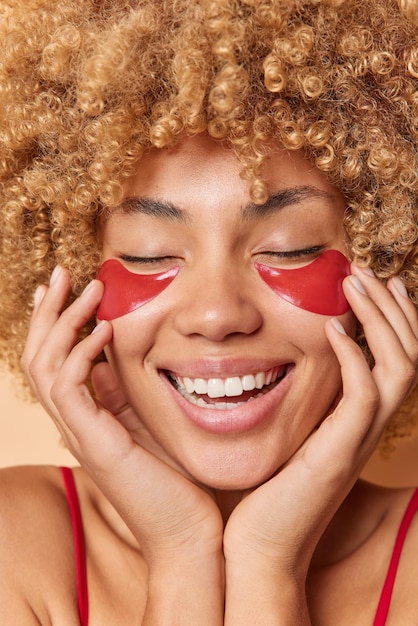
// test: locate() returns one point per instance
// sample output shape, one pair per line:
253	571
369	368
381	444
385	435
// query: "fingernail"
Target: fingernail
55	274
87	288
357	284
98	326
38	296
338	326
368	271
400	286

═══

Update the items above by changing every "fingernail" to "nail" and leaving everything else as it is. Omit the pictures from your answer.

TASK ANSWER
// test: locate() returns one point per instance
// sample output shape, one pair per line:
253	571
369	368
381	444
385	435
// query: "nail"
Target: nail
55	274
87	288
357	284
98	326
38	296
338	326
368	271
400	286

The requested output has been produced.